#### To be done
Pick out every line in the entries below that contains the word "lantern" and copy each of those lines.

#### Dataset extract
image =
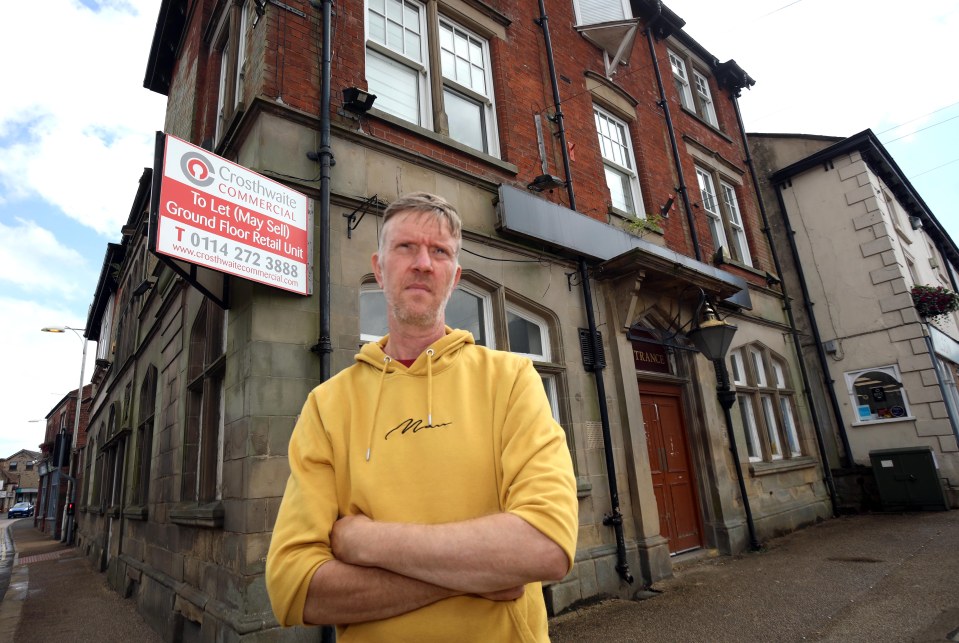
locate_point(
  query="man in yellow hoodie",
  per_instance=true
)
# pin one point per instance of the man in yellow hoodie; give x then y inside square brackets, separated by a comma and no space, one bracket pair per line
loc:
[430,489]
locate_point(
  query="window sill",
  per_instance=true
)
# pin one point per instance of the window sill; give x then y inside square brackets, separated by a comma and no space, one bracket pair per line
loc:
[636,226]
[135,512]
[702,120]
[209,514]
[744,266]
[781,466]
[908,418]
[443,140]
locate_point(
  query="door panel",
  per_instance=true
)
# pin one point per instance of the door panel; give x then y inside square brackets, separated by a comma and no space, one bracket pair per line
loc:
[669,463]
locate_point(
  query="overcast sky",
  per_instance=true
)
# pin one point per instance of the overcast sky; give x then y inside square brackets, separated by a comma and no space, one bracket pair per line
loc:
[77,129]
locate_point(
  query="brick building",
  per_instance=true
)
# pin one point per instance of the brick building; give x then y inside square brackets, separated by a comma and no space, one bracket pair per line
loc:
[596,230]
[54,469]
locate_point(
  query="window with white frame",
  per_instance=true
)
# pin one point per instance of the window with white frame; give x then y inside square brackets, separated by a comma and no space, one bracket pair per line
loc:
[693,88]
[724,216]
[619,163]
[681,80]
[740,247]
[397,58]
[710,205]
[590,12]
[766,402]
[707,109]
[399,68]
[471,308]
[877,395]
[229,47]
[202,436]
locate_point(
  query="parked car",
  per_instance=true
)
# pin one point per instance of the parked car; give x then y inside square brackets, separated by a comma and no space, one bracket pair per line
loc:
[20,510]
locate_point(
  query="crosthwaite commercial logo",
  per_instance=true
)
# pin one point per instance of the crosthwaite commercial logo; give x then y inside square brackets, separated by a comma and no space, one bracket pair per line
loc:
[197,168]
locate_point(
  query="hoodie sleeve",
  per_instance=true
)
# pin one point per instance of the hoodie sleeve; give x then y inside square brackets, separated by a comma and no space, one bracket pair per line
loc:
[301,535]
[538,481]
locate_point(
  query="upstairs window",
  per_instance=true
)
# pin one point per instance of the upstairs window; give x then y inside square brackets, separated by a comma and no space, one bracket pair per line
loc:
[681,80]
[724,216]
[693,88]
[590,12]
[707,109]
[619,163]
[396,58]
[766,403]
[399,72]
[877,395]
[229,50]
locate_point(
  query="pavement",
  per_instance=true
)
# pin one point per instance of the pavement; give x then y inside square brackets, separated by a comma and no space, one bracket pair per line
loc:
[54,593]
[870,577]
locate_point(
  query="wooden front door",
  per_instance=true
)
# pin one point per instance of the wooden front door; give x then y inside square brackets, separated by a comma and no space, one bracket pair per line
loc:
[669,462]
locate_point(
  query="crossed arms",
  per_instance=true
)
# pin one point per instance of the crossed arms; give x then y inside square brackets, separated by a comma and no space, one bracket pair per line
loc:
[384,569]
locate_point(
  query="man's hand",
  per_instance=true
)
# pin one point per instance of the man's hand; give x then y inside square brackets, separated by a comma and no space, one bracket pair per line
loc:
[349,537]
[488,556]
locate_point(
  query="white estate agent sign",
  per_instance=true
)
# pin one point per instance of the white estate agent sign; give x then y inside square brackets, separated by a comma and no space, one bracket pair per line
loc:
[220,215]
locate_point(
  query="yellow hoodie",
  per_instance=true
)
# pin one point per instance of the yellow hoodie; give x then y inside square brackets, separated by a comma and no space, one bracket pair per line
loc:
[463,432]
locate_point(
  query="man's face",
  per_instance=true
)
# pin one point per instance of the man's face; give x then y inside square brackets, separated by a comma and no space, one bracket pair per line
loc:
[417,269]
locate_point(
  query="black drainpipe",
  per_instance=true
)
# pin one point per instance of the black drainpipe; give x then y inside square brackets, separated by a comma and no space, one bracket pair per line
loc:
[664,105]
[807,302]
[325,155]
[615,518]
[807,390]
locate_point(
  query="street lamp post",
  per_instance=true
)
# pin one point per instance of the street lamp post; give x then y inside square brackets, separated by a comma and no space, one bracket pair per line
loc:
[713,337]
[71,475]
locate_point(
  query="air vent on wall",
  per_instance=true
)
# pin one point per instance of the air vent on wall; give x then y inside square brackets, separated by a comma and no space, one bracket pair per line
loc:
[590,360]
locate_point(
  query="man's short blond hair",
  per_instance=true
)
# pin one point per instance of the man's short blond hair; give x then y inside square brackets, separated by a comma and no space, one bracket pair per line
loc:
[423,202]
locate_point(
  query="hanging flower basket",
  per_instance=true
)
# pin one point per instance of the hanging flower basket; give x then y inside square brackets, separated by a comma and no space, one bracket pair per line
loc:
[934,302]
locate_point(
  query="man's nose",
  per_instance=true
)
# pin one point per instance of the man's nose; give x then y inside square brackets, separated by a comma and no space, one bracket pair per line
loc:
[423,261]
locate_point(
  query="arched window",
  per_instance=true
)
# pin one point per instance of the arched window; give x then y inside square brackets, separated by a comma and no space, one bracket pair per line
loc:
[877,395]
[201,439]
[766,402]
[144,444]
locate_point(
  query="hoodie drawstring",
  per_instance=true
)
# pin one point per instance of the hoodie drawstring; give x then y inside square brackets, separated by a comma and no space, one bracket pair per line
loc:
[379,394]
[429,387]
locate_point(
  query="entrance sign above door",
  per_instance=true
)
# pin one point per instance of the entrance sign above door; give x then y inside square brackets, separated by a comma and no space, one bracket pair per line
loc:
[220,215]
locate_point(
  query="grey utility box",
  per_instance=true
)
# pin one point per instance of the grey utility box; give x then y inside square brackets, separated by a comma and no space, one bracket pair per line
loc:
[908,478]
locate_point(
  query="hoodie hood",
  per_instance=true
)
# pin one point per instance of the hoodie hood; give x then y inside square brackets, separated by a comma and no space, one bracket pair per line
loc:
[444,350]
[437,357]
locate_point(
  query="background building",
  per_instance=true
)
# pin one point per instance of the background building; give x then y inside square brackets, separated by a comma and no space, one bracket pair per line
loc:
[57,451]
[22,472]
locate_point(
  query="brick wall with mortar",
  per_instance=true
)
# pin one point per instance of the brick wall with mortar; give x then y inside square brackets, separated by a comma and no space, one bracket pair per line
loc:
[283,68]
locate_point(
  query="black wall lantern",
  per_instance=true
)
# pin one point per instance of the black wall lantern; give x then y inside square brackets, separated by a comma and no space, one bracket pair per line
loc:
[357,100]
[712,336]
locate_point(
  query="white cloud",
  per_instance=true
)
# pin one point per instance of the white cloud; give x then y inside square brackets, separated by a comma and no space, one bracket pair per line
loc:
[40,369]
[827,67]
[33,258]
[77,128]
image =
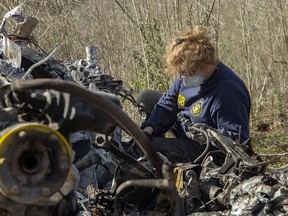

#### Completed task
  query="black wall lantern",
# pin one point per instance of the black wall lantern; give x then y inside square brackets, separated by a comma and no space, one bracket pair per line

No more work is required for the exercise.